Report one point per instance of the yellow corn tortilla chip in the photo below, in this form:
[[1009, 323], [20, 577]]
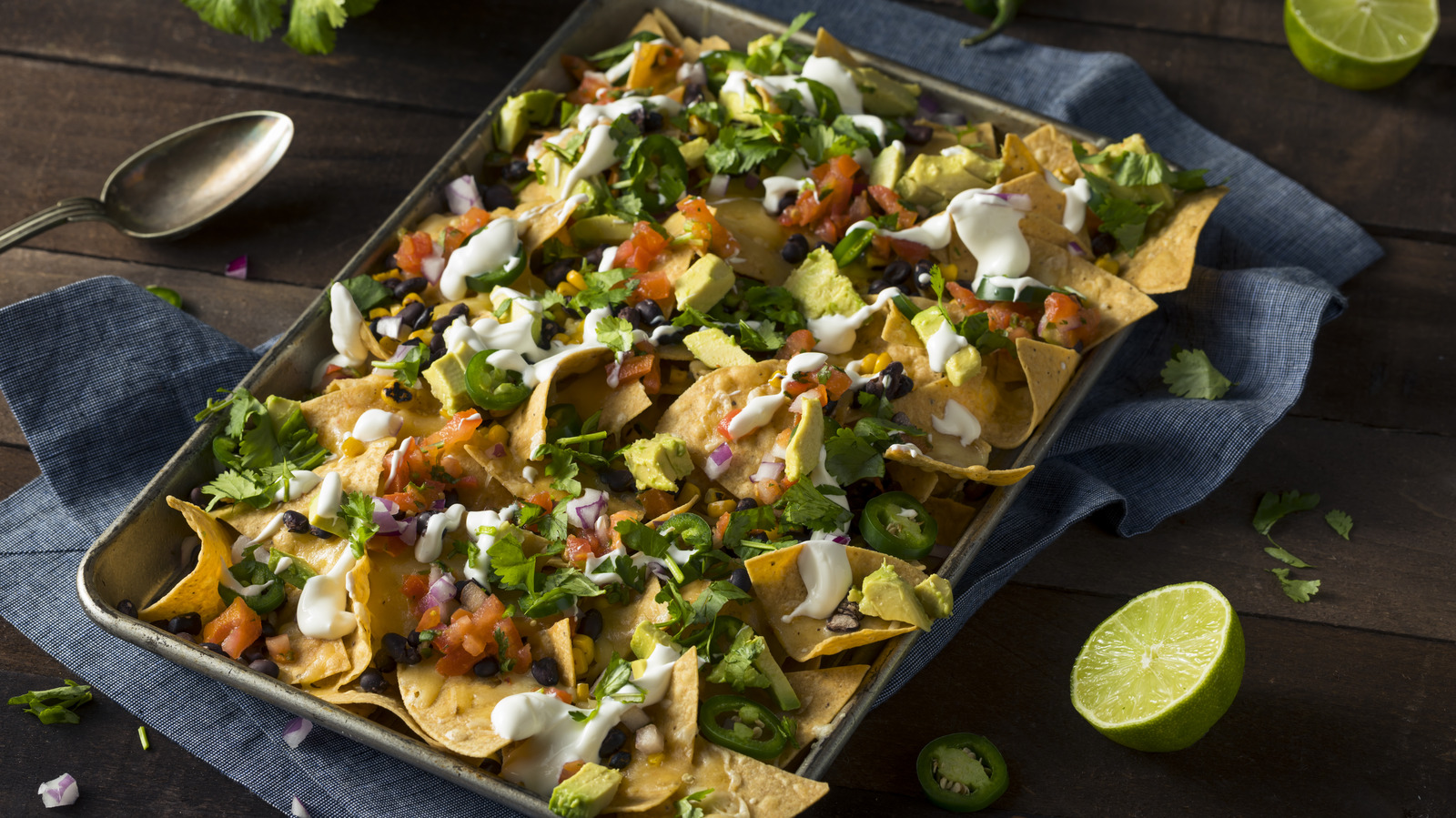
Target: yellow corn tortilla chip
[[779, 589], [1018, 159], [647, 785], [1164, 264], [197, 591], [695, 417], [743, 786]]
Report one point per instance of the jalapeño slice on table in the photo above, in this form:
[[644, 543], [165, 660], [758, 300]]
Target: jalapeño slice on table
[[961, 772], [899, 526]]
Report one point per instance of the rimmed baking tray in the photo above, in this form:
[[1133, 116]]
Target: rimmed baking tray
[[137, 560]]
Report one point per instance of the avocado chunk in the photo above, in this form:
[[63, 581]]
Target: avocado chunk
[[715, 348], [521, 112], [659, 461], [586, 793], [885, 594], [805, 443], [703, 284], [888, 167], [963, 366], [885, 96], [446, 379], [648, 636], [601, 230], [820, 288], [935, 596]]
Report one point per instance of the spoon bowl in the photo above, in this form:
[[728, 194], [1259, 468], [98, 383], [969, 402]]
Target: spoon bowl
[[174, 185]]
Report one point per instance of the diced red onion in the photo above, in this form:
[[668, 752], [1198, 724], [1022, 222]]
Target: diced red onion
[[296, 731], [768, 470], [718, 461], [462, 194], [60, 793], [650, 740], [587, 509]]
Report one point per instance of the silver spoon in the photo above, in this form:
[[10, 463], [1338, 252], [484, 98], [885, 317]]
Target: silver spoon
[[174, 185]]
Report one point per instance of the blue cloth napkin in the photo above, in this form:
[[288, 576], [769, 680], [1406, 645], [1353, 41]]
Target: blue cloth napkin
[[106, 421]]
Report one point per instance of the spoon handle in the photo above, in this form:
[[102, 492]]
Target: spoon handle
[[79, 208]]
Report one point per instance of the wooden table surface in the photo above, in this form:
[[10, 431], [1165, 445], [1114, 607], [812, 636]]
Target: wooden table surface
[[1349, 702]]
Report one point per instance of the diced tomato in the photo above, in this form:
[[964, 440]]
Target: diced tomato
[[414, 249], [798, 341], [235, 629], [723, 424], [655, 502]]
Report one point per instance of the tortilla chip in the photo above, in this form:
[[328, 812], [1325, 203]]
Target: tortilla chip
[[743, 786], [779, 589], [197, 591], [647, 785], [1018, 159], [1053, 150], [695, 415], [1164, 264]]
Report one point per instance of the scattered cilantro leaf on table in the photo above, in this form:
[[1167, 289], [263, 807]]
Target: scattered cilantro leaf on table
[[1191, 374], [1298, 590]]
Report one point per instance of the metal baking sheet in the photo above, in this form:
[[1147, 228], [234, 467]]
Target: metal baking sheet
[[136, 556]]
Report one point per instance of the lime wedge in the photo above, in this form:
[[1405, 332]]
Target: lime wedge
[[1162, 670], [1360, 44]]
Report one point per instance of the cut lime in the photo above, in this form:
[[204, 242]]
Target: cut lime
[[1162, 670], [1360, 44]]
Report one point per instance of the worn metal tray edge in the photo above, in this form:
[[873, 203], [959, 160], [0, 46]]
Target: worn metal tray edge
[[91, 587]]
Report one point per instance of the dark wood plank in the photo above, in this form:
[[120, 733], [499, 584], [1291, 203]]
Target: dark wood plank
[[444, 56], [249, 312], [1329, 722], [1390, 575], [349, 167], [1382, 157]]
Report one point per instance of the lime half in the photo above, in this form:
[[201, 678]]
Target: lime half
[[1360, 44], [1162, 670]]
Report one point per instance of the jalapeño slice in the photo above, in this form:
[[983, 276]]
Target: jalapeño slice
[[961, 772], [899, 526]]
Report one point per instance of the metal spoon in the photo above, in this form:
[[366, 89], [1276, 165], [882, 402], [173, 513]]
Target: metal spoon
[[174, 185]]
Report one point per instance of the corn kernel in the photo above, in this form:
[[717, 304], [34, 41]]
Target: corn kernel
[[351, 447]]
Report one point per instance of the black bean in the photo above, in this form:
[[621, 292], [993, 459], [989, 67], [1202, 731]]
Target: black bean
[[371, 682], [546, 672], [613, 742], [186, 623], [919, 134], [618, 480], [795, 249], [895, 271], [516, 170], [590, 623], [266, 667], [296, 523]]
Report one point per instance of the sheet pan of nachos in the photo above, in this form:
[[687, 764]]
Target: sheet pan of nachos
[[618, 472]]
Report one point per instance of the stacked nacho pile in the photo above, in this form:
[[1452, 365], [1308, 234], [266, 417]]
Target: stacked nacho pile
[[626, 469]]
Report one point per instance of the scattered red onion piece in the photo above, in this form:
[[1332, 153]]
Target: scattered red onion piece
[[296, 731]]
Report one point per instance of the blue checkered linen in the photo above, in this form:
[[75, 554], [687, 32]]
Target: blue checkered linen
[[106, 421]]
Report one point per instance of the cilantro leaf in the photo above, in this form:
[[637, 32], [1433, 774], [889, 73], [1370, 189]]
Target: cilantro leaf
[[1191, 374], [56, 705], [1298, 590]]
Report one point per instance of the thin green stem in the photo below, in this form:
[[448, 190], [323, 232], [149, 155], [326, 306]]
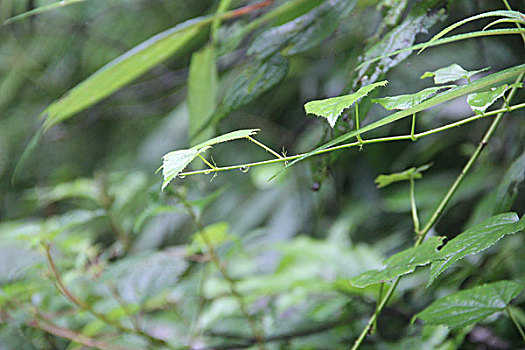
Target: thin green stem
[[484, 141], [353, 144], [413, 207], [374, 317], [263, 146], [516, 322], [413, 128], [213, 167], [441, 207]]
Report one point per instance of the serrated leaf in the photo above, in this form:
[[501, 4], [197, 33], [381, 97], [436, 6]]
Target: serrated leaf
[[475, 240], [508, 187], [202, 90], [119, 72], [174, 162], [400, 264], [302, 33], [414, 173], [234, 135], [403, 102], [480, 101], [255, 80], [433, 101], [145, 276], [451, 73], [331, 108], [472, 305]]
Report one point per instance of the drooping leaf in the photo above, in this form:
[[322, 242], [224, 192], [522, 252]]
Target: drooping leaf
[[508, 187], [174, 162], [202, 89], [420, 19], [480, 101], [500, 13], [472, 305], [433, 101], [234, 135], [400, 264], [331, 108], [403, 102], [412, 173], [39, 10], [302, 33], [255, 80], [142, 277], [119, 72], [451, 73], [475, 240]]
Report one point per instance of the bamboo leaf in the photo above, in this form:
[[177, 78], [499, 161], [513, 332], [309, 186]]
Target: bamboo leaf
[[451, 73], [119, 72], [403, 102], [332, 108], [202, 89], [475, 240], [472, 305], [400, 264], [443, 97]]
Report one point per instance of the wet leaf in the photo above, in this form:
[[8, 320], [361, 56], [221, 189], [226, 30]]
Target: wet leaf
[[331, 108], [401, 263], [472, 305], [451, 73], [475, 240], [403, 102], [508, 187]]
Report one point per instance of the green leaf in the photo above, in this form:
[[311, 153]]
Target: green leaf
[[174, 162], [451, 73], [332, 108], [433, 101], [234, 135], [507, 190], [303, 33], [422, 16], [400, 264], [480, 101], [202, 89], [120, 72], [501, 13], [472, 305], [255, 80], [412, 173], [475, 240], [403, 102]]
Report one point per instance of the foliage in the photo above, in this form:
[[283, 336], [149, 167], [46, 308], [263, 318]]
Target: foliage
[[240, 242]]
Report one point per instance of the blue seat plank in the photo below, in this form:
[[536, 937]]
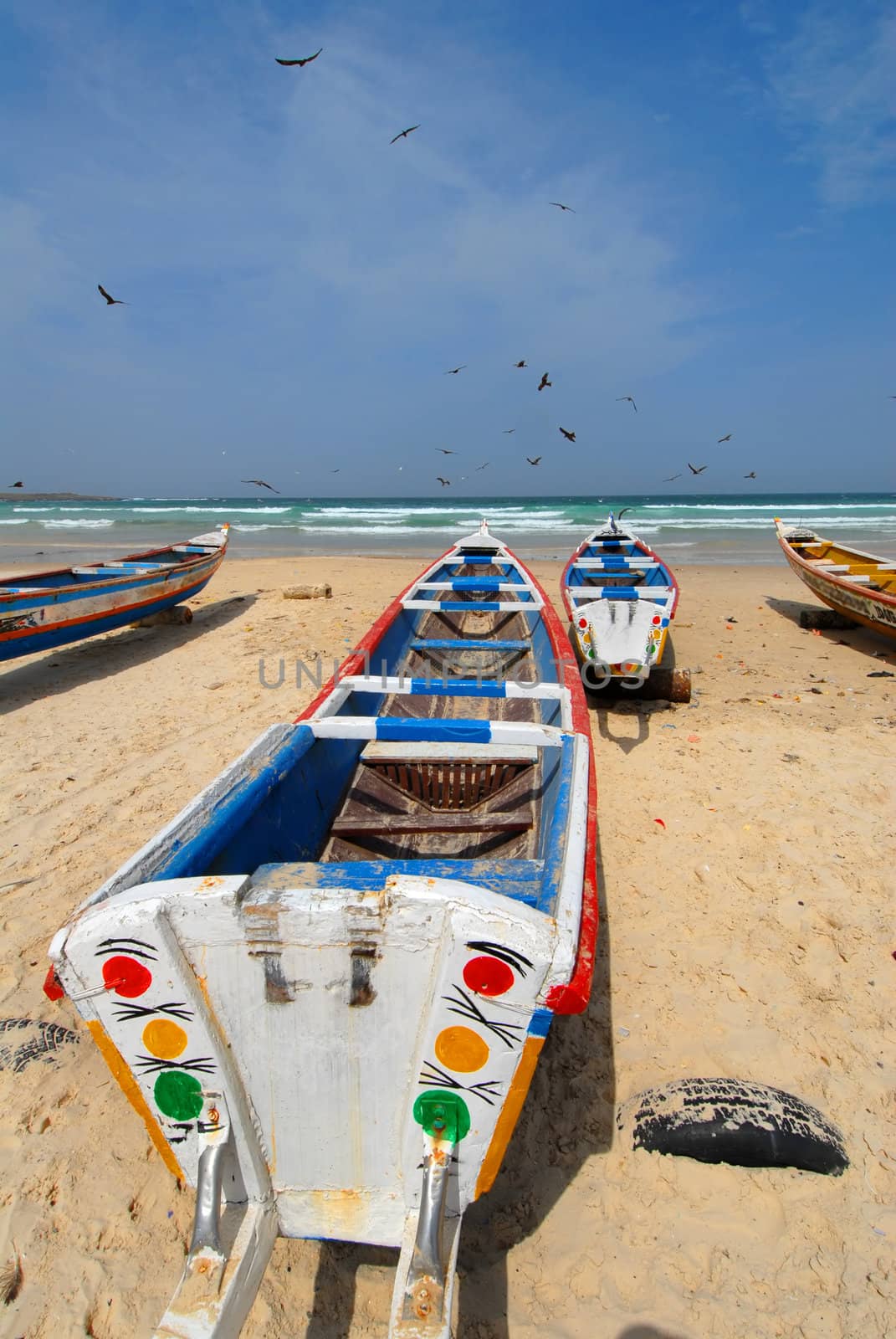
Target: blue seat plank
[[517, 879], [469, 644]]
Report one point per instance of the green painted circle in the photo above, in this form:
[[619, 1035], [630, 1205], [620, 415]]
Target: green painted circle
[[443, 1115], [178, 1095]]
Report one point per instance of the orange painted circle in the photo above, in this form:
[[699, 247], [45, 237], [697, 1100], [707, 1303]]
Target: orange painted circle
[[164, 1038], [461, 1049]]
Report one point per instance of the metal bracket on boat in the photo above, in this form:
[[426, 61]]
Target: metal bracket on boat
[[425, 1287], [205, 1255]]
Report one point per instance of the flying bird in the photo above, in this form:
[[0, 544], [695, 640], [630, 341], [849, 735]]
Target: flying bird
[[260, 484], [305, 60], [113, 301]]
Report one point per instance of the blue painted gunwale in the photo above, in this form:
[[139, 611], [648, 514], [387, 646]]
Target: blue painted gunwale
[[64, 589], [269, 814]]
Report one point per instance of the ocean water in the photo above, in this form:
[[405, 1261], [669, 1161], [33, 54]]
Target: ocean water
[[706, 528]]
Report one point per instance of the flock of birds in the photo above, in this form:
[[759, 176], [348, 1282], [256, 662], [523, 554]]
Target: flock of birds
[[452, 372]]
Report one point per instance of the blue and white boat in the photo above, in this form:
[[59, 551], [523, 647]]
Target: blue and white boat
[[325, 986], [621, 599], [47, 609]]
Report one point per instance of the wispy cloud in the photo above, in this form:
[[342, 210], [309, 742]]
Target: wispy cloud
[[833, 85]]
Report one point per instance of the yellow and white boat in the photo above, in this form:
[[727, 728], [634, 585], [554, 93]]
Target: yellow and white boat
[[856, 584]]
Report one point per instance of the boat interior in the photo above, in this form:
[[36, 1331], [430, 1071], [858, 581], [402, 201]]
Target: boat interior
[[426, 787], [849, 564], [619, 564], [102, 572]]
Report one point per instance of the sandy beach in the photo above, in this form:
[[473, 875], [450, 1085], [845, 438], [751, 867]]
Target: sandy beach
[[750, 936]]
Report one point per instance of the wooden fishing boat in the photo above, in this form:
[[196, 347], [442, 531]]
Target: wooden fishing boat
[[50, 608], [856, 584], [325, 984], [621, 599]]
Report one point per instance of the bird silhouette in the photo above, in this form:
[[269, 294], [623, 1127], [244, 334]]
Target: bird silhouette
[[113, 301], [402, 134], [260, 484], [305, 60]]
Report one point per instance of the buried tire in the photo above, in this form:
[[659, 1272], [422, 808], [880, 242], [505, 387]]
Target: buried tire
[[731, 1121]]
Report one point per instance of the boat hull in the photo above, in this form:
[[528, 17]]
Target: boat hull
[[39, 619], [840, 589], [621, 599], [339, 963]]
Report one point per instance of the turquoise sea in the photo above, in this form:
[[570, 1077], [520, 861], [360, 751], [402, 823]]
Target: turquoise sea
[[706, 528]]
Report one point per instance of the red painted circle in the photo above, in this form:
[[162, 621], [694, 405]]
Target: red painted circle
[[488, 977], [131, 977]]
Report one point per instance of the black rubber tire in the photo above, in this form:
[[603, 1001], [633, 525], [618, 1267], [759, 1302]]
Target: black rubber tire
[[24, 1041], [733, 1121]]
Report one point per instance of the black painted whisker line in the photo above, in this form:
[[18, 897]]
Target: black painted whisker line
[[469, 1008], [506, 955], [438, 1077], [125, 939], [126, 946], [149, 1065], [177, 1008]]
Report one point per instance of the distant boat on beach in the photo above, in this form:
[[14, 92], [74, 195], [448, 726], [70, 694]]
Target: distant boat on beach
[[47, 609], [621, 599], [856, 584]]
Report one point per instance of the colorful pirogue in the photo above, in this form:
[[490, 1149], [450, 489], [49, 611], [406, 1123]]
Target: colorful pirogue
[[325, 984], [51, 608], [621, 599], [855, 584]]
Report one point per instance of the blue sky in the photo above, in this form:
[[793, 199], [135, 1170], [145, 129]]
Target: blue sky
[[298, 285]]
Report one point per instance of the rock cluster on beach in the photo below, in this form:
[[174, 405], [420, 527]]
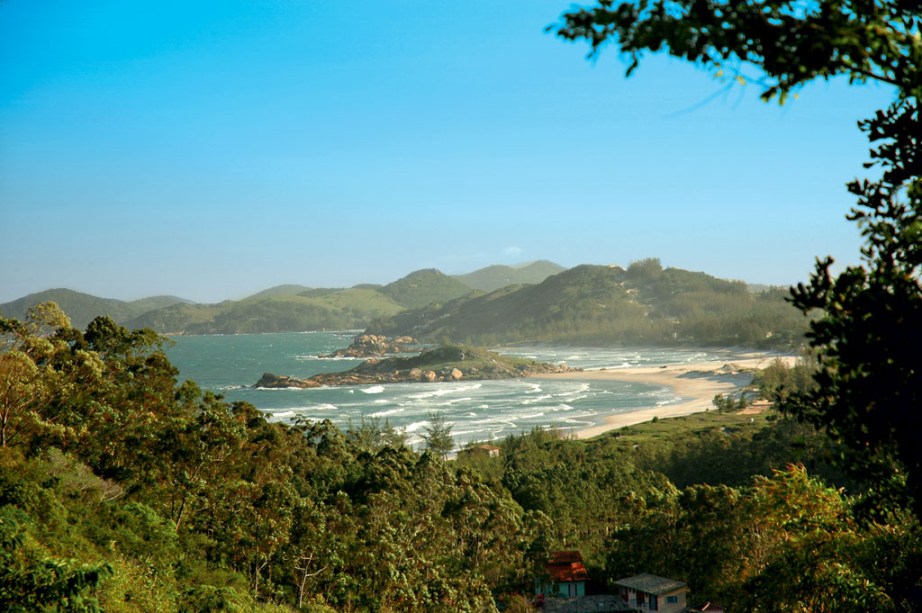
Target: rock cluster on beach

* * * * * * *

THE TASK ::
Reproduce the entries above from the very first line through the line that contains "417], [743, 786]]", both included, and leave out the pictures.

TASK RESPONSE ::
Report one point per instance of the yellow corn tortilla chip in the photo below, in this form:
[[1009, 323], [20, 577]]
Target: yellow corn tortilla chip
[[779, 589], [1018, 159], [647, 785], [1164, 264], [197, 591], [695, 417], [743, 786]]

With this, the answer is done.